PROBLEM TO SOLVE
The records that follow should be retyped word for word.

%%

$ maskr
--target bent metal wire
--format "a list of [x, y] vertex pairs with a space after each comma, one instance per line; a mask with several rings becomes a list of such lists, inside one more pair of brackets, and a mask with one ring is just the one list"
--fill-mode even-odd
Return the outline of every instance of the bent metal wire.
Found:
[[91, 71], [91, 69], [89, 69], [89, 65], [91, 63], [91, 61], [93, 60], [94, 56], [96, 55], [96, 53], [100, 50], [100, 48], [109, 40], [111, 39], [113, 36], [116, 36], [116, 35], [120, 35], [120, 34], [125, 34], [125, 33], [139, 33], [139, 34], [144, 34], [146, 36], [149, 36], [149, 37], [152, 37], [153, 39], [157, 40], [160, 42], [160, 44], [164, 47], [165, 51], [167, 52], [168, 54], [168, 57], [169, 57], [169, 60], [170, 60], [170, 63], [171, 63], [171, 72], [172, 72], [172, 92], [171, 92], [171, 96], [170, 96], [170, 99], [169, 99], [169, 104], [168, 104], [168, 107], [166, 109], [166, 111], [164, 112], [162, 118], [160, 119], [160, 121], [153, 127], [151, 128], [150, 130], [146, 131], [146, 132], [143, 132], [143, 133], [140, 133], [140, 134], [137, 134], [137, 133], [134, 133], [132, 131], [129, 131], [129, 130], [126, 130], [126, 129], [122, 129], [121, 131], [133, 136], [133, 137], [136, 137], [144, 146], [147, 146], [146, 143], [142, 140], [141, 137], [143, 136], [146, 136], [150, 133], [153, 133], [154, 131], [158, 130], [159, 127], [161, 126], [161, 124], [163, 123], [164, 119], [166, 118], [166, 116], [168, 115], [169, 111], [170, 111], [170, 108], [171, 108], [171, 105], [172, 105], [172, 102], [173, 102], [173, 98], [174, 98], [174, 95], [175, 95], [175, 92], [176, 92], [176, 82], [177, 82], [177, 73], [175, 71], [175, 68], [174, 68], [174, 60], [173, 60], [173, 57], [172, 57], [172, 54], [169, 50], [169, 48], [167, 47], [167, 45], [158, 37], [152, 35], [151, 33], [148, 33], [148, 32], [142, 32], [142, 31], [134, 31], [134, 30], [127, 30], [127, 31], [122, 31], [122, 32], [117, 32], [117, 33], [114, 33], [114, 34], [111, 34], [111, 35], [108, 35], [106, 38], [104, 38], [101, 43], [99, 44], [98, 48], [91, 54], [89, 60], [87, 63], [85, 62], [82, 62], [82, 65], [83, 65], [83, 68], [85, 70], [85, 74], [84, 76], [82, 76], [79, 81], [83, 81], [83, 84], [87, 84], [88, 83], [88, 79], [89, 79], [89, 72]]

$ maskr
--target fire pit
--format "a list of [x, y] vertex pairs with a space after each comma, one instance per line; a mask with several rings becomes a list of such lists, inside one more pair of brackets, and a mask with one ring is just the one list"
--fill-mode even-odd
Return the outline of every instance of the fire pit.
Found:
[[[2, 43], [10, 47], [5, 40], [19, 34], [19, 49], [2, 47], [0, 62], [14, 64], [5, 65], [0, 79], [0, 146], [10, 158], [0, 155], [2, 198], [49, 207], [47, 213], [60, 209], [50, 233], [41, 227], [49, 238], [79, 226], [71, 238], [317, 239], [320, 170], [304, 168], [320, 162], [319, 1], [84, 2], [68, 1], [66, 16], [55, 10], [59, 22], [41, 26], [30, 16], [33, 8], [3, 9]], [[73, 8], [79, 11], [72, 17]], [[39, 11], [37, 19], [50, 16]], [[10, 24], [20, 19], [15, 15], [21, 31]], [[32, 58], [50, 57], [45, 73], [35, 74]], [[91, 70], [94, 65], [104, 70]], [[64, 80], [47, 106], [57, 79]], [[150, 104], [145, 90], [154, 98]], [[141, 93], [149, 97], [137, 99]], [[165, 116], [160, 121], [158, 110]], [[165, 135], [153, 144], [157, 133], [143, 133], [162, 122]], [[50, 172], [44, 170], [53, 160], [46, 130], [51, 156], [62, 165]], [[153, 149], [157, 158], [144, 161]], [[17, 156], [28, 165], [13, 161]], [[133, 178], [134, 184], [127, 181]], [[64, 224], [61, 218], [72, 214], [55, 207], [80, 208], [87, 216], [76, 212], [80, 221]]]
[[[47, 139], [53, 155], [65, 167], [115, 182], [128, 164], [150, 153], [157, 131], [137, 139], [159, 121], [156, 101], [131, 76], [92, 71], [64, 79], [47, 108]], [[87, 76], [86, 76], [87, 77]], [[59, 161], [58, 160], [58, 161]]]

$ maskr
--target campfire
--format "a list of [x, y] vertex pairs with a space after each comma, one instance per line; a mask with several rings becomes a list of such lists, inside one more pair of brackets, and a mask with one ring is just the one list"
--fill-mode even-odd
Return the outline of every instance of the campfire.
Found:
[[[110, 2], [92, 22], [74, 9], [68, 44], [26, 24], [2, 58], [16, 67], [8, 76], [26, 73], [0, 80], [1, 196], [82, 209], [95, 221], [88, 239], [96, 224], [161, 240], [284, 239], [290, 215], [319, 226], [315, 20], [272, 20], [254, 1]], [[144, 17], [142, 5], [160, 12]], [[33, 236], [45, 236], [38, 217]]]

%%

RESULT BELOW
$ maskr
--target bent metal wire
--format "a list of [x, y] vertex pairs with a space after each comma, one instance per line; a mask with several rings becomes a list of such lists, inside one more pair of brackets, and a mask with one ring is just the one list"
--fill-mode even-odd
Return the outline of every instance of the bent metal wire.
Found:
[[91, 71], [91, 69], [89, 69], [89, 65], [91, 63], [91, 61], [93, 60], [94, 56], [96, 55], [96, 53], [100, 50], [100, 48], [109, 40], [111, 39], [113, 36], [116, 36], [116, 35], [120, 35], [120, 34], [125, 34], [125, 33], [139, 33], [139, 34], [144, 34], [146, 36], [149, 36], [149, 37], [152, 37], [153, 39], [157, 40], [160, 42], [160, 44], [164, 47], [165, 51], [167, 52], [168, 54], [168, 57], [169, 57], [169, 60], [170, 60], [170, 63], [171, 63], [171, 72], [172, 72], [172, 92], [171, 92], [171, 96], [170, 96], [170, 99], [169, 99], [169, 104], [168, 104], [168, 107], [166, 109], [166, 111], [164, 112], [162, 118], [160, 119], [160, 121], [153, 127], [151, 128], [150, 130], [146, 131], [146, 132], [143, 132], [143, 133], [140, 133], [140, 134], [137, 134], [137, 133], [134, 133], [132, 131], [129, 131], [129, 130], [126, 130], [126, 129], [122, 129], [121, 131], [133, 136], [133, 137], [136, 137], [144, 146], [147, 146], [146, 143], [142, 140], [141, 137], [143, 136], [146, 136], [150, 133], [153, 133], [154, 131], [158, 130], [159, 127], [161, 126], [161, 124], [163, 123], [164, 119], [166, 118], [166, 116], [168, 115], [169, 111], [170, 111], [170, 108], [171, 108], [171, 105], [172, 105], [172, 102], [173, 102], [173, 98], [174, 98], [174, 95], [175, 95], [175, 92], [176, 92], [176, 82], [177, 82], [177, 73], [175, 71], [175, 68], [174, 68], [174, 60], [173, 60], [173, 57], [172, 57], [172, 54], [169, 50], [169, 48], [167, 47], [167, 45], [158, 37], [152, 35], [151, 33], [148, 33], [148, 32], [142, 32], [142, 31], [134, 31], [134, 30], [127, 30], [127, 31], [122, 31], [122, 32], [117, 32], [117, 33], [114, 33], [114, 34], [111, 34], [111, 35], [108, 35], [106, 38], [104, 38], [101, 43], [99, 44], [98, 48], [91, 54], [89, 60], [87, 63], [85, 62], [82, 62], [82, 65], [83, 65], [83, 68], [85, 70], [85, 74], [84, 76], [82, 76], [79, 81], [83, 81], [83, 84], [87, 84], [88, 83], [88, 79], [89, 79], [89, 72]]

$ maskr
--target fire pit
--format "a list of [x, y] vertex pairs with a space after each comma, one instance per line; a mask with several rings becomes a list of such lists, inside one more pair of brackets, and a mask with one ring is just the one list"
--fill-mode even-odd
Return the outline of every instance of the fire pit.
Found:
[[[2, 43], [10, 47], [5, 40], [19, 34], [19, 49], [2, 47], [0, 62], [14, 64], [5, 65], [0, 79], [0, 146], [10, 158], [0, 155], [2, 198], [49, 207], [47, 213], [60, 209], [50, 233], [41, 227], [49, 238], [79, 226], [71, 238], [317, 239], [320, 170], [304, 168], [320, 162], [319, 1], [84, 2], [68, 1], [66, 16], [55, 10], [59, 22], [41, 26], [30, 16], [33, 8], [3, 9]], [[73, 8], [79, 11], [72, 17]], [[39, 11], [37, 19], [50, 16]], [[10, 24], [20, 19], [15, 15], [21, 31]], [[32, 58], [50, 57], [45, 73], [35, 74]], [[91, 70], [94, 65], [104, 70]], [[64, 80], [47, 106], [57, 79]], [[150, 104], [145, 90], [154, 98]], [[141, 93], [149, 97], [137, 99]], [[165, 116], [160, 121], [158, 110]], [[165, 135], [153, 144], [157, 133], [143, 133], [162, 122]], [[50, 172], [44, 170], [53, 160], [46, 130], [51, 156], [62, 165]], [[153, 149], [157, 158], [144, 161]], [[17, 156], [28, 165], [13, 161]], [[133, 178], [134, 184], [127, 181]], [[64, 224], [61, 218], [72, 214], [55, 207], [80, 208], [87, 216], [76, 212], [80, 221]]]
[[[47, 139], [53, 155], [65, 167], [115, 182], [128, 164], [150, 153], [157, 131], [137, 139], [159, 121], [156, 101], [131, 76], [92, 71], [64, 79], [47, 108]], [[87, 76], [86, 76], [87, 77]], [[59, 161], [58, 160], [58, 161]]]

$ maskr
--target campfire
--format "a list of [x, y] vertex pairs with a space after each comma, one instance per line; a mask with several rings becomes a list of such lists, inside one more pair of brackets, and a mask with one ring is just the one list"
--fill-mode even-odd
Return the outline of every instance of the campfire.
Found:
[[[110, 2], [92, 22], [74, 9], [68, 44], [26, 24], [2, 58], [16, 67], [8, 76], [26, 73], [0, 80], [1, 196], [82, 209], [95, 221], [88, 239], [96, 224], [161, 240], [284, 239], [290, 215], [319, 226], [315, 20], [272, 20], [254, 1]], [[144, 17], [142, 5], [160, 12]], [[33, 236], [45, 236], [38, 217]]]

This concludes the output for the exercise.